**WHAT THIS TASK INVOLVES**
Copy everything from the line containing "Point to the woman's left" down to the line containing "<point>448,587</point>", substituting "right hand" for "left hand" and leaving all else unchanged.

-- Begin --

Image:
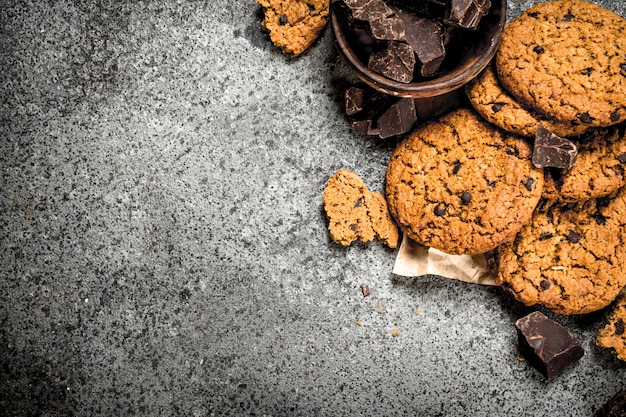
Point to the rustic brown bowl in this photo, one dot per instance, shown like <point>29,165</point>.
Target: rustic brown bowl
<point>459,67</point>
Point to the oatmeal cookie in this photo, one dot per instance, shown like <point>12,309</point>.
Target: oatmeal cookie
<point>354,212</point>
<point>497,106</point>
<point>460,185</point>
<point>599,170</point>
<point>569,258</point>
<point>566,60</point>
<point>293,25</point>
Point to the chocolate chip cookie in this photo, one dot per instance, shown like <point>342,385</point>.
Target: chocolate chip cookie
<point>354,212</point>
<point>599,170</point>
<point>613,334</point>
<point>497,106</point>
<point>460,185</point>
<point>294,25</point>
<point>566,60</point>
<point>569,258</point>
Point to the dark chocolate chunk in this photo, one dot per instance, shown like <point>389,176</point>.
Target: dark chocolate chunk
<point>545,235</point>
<point>390,28</point>
<point>587,71</point>
<point>573,236</point>
<point>365,127</point>
<point>547,345</point>
<point>354,98</point>
<point>397,62</point>
<point>467,14</point>
<point>427,38</point>
<point>398,119</point>
<point>440,209</point>
<point>497,107</point>
<point>368,10</point>
<point>585,118</point>
<point>529,184</point>
<point>553,151</point>
<point>383,22</point>
<point>599,218</point>
<point>615,116</point>
<point>614,407</point>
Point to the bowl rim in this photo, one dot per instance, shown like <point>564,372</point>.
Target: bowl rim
<point>422,89</point>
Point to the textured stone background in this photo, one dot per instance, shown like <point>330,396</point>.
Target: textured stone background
<point>163,249</point>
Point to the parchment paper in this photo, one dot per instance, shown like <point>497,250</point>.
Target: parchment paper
<point>414,260</point>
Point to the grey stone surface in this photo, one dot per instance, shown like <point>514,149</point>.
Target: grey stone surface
<point>163,249</point>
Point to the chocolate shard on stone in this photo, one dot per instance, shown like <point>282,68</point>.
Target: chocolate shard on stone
<point>398,119</point>
<point>547,345</point>
<point>397,62</point>
<point>354,98</point>
<point>427,37</point>
<point>365,127</point>
<point>552,151</point>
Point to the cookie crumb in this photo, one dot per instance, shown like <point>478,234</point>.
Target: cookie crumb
<point>293,25</point>
<point>356,213</point>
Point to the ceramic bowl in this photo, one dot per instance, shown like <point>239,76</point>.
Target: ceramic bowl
<point>461,65</point>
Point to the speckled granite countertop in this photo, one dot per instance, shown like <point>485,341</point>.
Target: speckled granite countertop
<point>164,249</point>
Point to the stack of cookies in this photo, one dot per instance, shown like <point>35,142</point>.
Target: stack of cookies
<point>468,183</point>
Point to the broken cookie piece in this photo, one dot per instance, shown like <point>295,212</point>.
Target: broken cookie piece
<point>356,213</point>
<point>294,25</point>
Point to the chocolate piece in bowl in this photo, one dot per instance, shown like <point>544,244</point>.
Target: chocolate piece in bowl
<point>467,52</point>
<point>396,62</point>
<point>467,14</point>
<point>427,38</point>
<point>547,345</point>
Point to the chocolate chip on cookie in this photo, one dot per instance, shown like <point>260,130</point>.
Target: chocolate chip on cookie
<point>600,167</point>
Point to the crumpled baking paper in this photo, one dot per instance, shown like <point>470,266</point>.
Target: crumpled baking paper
<point>414,260</point>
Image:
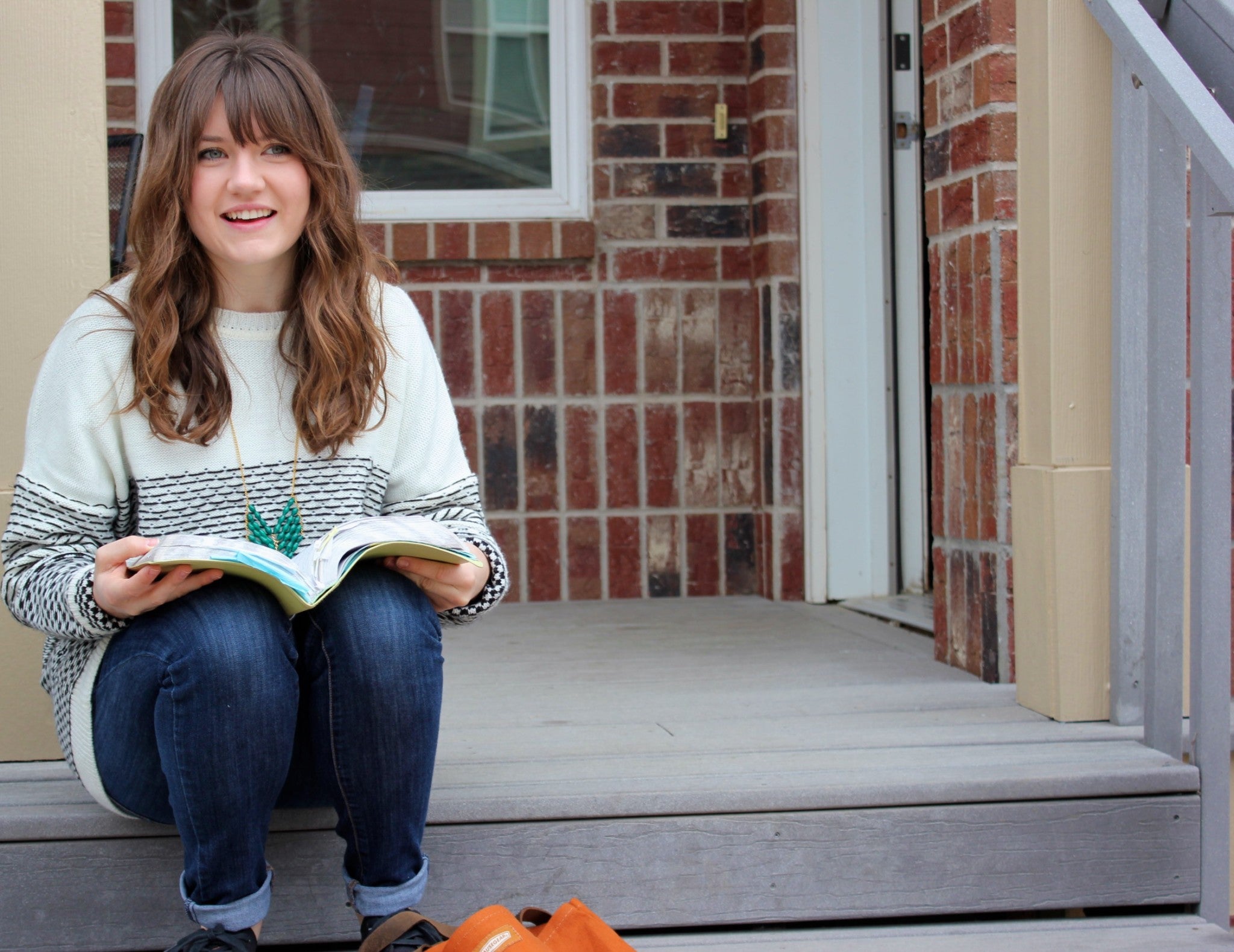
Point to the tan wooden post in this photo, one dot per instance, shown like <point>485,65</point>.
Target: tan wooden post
<point>54,249</point>
<point>1060,490</point>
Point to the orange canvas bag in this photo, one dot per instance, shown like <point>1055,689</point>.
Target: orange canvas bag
<point>572,929</point>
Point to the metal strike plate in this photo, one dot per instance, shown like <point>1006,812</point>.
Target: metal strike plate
<point>906,130</point>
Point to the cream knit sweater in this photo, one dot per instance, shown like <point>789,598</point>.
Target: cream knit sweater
<point>92,475</point>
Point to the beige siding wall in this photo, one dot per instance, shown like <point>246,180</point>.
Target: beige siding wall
<point>1060,490</point>
<point>54,251</point>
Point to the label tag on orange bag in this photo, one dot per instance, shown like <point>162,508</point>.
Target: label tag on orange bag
<point>499,940</point>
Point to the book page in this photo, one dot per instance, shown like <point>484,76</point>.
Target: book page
<point>335,553</point>
<point>178,548</point>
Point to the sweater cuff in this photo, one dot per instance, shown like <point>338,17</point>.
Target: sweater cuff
<point>494,589</point>
<point>86,610</point>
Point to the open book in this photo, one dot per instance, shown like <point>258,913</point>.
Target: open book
<point>302,582</point>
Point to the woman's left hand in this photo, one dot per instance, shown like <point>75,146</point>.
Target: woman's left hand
<point>448,587</point>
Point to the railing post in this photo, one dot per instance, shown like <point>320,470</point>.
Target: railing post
<point>1211,533</point>
<point>1128,449</point>
<point>1167,434</point>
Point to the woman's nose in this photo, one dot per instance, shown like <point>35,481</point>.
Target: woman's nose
<point>246,173</point>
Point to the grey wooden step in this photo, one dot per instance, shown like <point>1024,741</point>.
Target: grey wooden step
<point>1138,934</point>
<point>679,763</point>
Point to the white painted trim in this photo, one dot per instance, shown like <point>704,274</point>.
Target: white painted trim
<point>812,339</point>
<point>910,322</point>
<point>569,89</point>
<point>847,302</point>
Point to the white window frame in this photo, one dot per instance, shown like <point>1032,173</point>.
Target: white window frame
<point>569,86</point>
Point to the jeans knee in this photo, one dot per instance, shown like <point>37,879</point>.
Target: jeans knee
<point>231,637</point>
<point>379,628</point>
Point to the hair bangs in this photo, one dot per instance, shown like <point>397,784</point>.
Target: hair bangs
<point>263,103</point>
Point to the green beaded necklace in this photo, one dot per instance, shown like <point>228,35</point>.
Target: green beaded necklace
<point>289,529</point>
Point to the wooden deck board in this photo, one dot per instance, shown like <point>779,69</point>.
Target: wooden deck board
<point>654,872</point>
<point>1135,934</point>
<point>697,707</point>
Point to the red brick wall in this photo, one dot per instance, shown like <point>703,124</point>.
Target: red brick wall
<point>628,388</point>
<point>775,271</point>
<point>969,61</point>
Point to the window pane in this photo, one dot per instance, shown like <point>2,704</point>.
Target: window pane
<point>432,94</point>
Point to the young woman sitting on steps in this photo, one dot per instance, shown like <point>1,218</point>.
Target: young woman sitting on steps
<point>253,354</point>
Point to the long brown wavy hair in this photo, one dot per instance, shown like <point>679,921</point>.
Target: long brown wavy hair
<point>331,339</point>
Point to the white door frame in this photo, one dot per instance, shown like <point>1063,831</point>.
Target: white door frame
<point>857,486</point>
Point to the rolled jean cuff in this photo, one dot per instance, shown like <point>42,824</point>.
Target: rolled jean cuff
<point>383,900</point>
<point>234,916</point>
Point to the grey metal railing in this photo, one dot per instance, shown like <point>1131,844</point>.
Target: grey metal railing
<point>1163,114</point>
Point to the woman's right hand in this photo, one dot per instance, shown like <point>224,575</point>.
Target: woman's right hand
<point>124,594</point>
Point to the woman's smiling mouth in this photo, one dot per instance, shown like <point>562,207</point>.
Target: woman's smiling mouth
<point>248,214</point>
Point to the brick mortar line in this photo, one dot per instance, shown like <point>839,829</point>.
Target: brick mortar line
<point>972,546</point>
<point>770,29</point>
<point>968,231</point>
<point>700,242</point>
<point>642,284</point>
<point>969,60</point>
<point>520,453</point>
<point>975,389</point>
<point>772,72</point>
<point>563,541</point>
<point>772,114</point>
<point>640,436</point>
<point>774,154</point>
<point>971,171</point>
<point>959,8</point>
<point>601,436</point>
<point>988,109</point>
<point>1003,477</point>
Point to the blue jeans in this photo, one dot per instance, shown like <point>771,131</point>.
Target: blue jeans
<point>215,708</point>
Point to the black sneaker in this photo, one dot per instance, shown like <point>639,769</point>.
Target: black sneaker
<point>421,935</point>
<point>216,940</point>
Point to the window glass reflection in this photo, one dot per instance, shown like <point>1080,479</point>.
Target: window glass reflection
<point>432,94</point>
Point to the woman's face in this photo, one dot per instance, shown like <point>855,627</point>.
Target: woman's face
<point>248,204</point>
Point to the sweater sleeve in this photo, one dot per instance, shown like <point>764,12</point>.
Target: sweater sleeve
<point>431,475</point>
<point>66,500</point>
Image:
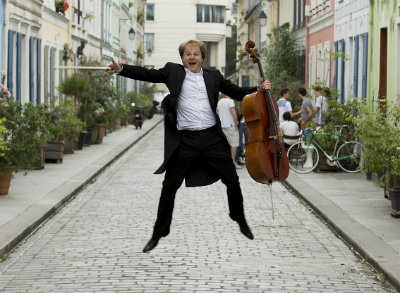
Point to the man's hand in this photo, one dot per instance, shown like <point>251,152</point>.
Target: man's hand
<point>264,85</point>
<point>114,67</point>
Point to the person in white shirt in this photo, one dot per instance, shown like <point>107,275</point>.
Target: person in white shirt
<point>195,148</point>
<point>285,106</point>
<point>290,129</point>
<point>227,115</point>
<point>321,105</point>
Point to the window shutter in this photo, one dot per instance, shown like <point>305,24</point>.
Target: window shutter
<point>31,72</point>
<point>18,66</point>
<point>38,70</point>
<point>10,61</point>
<point>342,74</point>
<point>46,73</point>
<point>60,73</point>
<point>364,69</point>
<point>51,71</point>
<point>335,69</point>
<point>355,83</point>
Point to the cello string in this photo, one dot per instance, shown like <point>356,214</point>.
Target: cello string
<point>274,117</point>
<point>272,203</point>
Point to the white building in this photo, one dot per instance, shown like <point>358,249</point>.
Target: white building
<point>169,23</point>
<point>21,41</point>
<point>351,36</point>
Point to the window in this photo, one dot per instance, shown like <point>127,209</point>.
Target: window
<point>207,13</point>
<point>149,12</point>
<point>149,42</point>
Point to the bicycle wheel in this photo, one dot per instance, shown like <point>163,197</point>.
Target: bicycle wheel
<point>303,158</point>
<point>350,156</point>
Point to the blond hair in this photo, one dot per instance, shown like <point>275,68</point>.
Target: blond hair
<point>200,44</point>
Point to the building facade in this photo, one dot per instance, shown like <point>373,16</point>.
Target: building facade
<point>383,80</point>
<point>169,23</point>
<point>351,37</point>
<point>298,25</point>
<point>319,41</point>
<point>55,32</point>
<point>22,49</point>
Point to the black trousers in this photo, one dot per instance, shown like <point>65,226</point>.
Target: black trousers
<point>205,148</point>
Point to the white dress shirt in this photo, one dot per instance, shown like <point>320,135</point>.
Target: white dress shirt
<point>193,107</point>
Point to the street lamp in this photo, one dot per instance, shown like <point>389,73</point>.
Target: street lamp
<point>263,18</point>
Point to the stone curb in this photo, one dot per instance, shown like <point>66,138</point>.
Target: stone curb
<point>380,255</point>
<point>36,223</point>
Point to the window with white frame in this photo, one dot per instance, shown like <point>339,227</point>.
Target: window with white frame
<point>149,12</point>
<point>207,13</point>
<point>148,42</point>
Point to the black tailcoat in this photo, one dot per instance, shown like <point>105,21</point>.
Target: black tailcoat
<point>172,75</point>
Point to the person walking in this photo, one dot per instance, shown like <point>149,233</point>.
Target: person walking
<point>284,105</point>
<point>195,148</point>
<point>290,130</point>
<point>306,105</point>
<point>321,106</point>
<point>227,114</point>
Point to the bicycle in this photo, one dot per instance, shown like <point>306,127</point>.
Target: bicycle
<point>303,155</point>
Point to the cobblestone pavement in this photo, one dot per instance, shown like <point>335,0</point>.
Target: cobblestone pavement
<point>94,242</point>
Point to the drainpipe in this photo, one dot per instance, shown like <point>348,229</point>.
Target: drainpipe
<point>307,47</point>
<point>69,34</point>
<point>101,30</point>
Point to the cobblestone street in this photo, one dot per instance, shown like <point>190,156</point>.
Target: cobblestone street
<point>94,243</point>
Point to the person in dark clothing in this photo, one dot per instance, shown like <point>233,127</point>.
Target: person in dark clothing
<point>195,148</point>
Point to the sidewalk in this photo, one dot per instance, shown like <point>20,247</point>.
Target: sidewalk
<point>358,212</point>
<point>35,197</point>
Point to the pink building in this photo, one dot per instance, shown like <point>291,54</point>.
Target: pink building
<point>319,41</point>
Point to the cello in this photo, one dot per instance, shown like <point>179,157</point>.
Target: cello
<point>266,158</point>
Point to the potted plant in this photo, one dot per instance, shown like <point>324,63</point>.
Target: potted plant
<point>101,124</point>
<point>23,130</point>
<point>6,173</point>
<point>379,131</point>
<point>64,115</point>
<point>61,6</point>
<point>76,85</point>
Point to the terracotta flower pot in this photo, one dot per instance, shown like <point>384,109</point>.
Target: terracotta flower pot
<point>5,180</point>
<point>101,132</point>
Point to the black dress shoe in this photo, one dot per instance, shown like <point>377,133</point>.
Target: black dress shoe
<point>245,229</point>
<point>152,243</point>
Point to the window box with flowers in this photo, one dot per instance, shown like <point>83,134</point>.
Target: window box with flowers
<point>61,6</point>
<point>141,14</point>
<point>89,15</point>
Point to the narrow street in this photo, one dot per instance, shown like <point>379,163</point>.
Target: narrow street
<point>94,243</point>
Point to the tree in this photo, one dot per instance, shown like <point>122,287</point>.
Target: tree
<point>282,54</point>
<point>281,64</point>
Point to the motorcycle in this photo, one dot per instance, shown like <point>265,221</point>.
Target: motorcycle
<point>137,118</point>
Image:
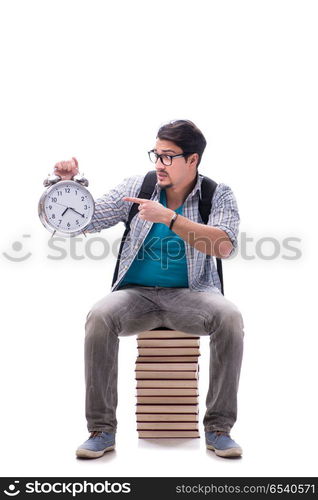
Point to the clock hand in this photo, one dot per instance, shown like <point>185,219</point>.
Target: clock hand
<point>65,211</point>
<point>60,204</point>
<point>76,211</point>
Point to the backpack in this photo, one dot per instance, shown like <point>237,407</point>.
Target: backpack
<point>207,189</point>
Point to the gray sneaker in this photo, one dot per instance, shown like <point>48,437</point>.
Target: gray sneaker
<point>222,444</point>
<point>96,445</point>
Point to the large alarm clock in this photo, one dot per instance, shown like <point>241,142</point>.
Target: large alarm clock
<point>66,207</point>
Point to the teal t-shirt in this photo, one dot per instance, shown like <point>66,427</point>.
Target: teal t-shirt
<point>161,260</point>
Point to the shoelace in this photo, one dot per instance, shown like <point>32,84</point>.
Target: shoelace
<point>95,434</point>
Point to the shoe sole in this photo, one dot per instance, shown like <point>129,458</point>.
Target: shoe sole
<point>230,452</point>
<point>82,453</point>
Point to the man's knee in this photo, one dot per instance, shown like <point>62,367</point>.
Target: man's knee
<point>100,321</point>
<point>229,321</point>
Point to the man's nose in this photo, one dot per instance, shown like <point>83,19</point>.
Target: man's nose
<point>160,165</point>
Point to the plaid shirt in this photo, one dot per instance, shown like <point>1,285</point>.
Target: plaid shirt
<point>202,274</point>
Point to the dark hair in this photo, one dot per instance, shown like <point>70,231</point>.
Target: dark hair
<point>184,134</point>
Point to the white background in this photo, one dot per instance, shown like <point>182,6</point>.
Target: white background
<point>95,80</point>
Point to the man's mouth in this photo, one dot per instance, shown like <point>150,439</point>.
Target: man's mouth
<point>161,176</point>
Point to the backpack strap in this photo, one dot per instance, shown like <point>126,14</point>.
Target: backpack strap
<point>208,187</point>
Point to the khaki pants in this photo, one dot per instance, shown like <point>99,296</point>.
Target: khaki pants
<point>133,309</point>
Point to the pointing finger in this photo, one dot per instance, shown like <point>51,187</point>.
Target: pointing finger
<point>134,200</point>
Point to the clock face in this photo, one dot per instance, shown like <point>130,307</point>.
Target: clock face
<point>66,207</point>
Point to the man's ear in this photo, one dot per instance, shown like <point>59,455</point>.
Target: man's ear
<point>194,159</point>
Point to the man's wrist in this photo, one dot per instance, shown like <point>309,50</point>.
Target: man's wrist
<point>168,216</point>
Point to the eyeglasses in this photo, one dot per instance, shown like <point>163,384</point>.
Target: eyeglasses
<point>165,159</point>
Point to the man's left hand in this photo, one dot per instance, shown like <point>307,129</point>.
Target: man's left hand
<point>152,210</point>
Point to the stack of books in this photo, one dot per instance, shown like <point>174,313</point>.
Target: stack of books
<point>167,374</point>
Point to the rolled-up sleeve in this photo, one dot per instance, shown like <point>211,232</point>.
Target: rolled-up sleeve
<point>224,213</point>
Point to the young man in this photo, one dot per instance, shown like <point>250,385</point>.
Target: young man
<point>166,278</point>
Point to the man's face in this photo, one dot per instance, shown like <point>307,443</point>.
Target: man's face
<point>179,173</point>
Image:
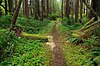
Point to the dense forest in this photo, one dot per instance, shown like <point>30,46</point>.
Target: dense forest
<point>49,32</point>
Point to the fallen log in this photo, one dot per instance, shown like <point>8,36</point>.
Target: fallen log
<point>34,36</point>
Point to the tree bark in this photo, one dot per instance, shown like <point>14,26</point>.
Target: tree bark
<point>62,8</point>
<point>76,10</point>
<point>15,15</point>
<point>26,9</point>
<point>81,8</point>
<point>6,7</point>
<point>37,9</point>
<point>42,2</point>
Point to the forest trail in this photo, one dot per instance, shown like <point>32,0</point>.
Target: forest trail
<point>55,43</point>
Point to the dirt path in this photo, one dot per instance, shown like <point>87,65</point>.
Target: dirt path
<point>57,56</point>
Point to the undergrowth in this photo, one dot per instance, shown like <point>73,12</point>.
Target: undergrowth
<point>22,52</point>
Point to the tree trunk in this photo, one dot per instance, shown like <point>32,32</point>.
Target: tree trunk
<point>42,16</point>
<point>76,10</point>
<point>11,9</point>
<point>6,7</point>
<point>47,7</point>
<point>15,15</point>
<point>81,7</point>
<point>26,9</point>
<point>31,8</point>
<point>67,13</point>
<point>16,3</point>
<point>37,9</point>
<point>62,8</point>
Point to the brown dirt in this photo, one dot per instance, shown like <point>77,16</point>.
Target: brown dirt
<point>57,56</point>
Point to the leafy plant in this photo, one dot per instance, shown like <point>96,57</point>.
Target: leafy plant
<point>5,21</point>
<point>52,16</point>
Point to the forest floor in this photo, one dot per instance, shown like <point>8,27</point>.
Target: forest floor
<point>64,54</point>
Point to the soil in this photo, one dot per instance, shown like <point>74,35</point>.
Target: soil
<point>57,56</point>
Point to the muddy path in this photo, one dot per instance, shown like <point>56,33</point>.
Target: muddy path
<point>57,56</point>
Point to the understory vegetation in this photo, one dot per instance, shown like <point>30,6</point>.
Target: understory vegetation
<point>49,32</point>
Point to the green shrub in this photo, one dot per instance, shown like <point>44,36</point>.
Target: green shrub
<point>7,44</point>
<point>5,21</point>
<point>52,16</point>
<point>30,25</point>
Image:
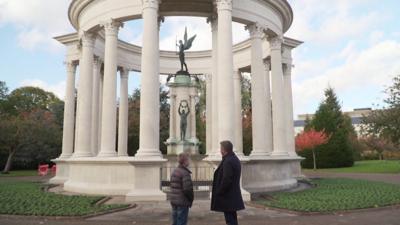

-- End --

**TASK RESULT**
Point to the woman's right hand in this photo, one dot per instance, shown like <point>75,146</point>.
Target: woman's right hand
<point>448,587</point>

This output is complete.